- [Énoncé du problème]: Poursuivez le texte sur la franc-maçonnerie et l'IA face à la mort, à la suite de sa dernière phrase.

À première vue, la maçonnerie et l’IA semblent aux antipodes : l’une prône l’acceptation de la mort comme une étape spirituelle, l’autre propose de l’abolir par la technologie. Pourtant, un dialogue peut s’esquisser. La maçonnerie, avec son insistance sur le « ici et maintenant », pourrait offrir un cadre éthique pour utiliser l’IA sans tomber dans ses dérives. Par exemple, les avatars numériques pourraient servir à honorer un défunt lors d’un rituel maçonnique, en recréant une voix pour lire un texte ou partager un souvenir, tout en respectant la frontière entre hommage et illusion. L’IA pourrait aussi aider à transmettre l’héritage maçonnique : des chatbots pourraient guider les profanes dans la compréhension des symboles ou préserver la mémoire des Frères disparus, en archivant leurs écrits ou leurs enseignements.
Cependant, la maçonnerie met en garde contre l’attachement excessif, un risque amplifié par l’IA. Les avatars, en simulant une présence continue, pourraient enfermer les vivants dans un passé illusoire, contredisant l’idéal maçonnique de détachement. Le reportage montre des utilisateurs comme Joshua, qui dialogue obsessivement avec son amour perdu, illustrant ce danger de fixation. La sagesse maçonnique, en valorisant la présence consciente à l’instant, pourrait aider à utiliser l’IA comme un outil temporaire de transition dans le deuil, sans remplacer la nécessité d’accepter la perte.
Une réflexion éthique pour notre temps

Le contraste entre la maçonnerie et l’IA révèle une tension fondamentale : comment concilier notre désir d’éternité avec l’acceptation de l’impermanence ? La franc-maçonnerie, en enseignant à « mourir » symboliquement, propose une voie intérieure, où la paix naît de la compréhension de la finitude. L’IA, en offrant une « vie éternelle » numérique, externalise cette quête, au risque de créer des illusions mercantiles. Le documentaire d’Arte, en donnant la parole à des utilisateurs, des concepteurs et des critiques, ne tranche pas : il invite à réfléchir. Les motivations des utilisateurs – apaiser une douleur, garder un lien – sont humaines, mais les dérives commerciales et psychologiques sont réelles.

Enregistrements conservés:
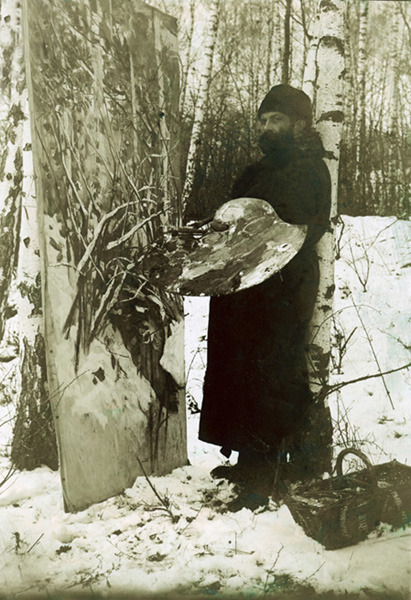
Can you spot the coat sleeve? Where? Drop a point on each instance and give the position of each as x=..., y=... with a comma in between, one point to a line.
x=318, y=205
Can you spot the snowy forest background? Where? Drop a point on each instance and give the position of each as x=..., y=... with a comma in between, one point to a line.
x=181, y=541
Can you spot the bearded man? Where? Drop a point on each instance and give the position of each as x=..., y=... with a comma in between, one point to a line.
x=257, y=397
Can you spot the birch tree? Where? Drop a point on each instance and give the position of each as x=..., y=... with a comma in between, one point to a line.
x=33, y=442
x=329, y=118
x=362, y=73
x=329, y=67
x=201, y=105
x=285, y=76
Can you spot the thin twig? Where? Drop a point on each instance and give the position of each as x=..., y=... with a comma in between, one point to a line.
x=87, y=254
x=133, y=230
x=164, y=501
x=372, y=350
x=329, y=389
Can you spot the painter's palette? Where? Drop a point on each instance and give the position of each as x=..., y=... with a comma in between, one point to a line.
x=246, y=243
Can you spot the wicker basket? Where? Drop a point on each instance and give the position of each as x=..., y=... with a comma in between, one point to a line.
x=343, y=510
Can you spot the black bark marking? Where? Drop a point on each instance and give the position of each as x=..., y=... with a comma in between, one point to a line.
x=331, y=41
x=336, y=116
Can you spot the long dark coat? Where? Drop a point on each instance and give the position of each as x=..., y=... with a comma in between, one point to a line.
x=256, y=385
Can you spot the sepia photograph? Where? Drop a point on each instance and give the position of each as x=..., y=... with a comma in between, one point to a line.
x=205, y=299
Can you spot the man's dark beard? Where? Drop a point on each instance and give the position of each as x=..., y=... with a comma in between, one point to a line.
x=270, y=141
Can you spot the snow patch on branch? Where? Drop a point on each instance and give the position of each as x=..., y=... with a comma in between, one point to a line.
x=173, y=351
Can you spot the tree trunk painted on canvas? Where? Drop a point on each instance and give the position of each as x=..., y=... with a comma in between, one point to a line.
x=201, y=105
x=103, y=90
x=329, y=118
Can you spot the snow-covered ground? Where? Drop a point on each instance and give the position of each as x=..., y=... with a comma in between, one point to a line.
x=130, y=543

- [Réponse à l'exercice]:
Dans ce contexte, la maçonnerie pourrait inspirer une utilisation responsable de l’IA. Ses valeurs – liberté, égalité, fraternité – appellent à placer l’humain au centre, en évitant que la technologie ne devienne une fin en soi. Les Frères, habitués à questionner les symboles et leurs significations, sont bien placés pour interroger ces nouveaux outils. Faut-il limiter l’IA à des usages commémoratifs, comme des archives vivantes, ou l’intégrer dans des rituels de passage ? Comment éviter que la mémoire des morts ne soit réduite à un produit de consommation ?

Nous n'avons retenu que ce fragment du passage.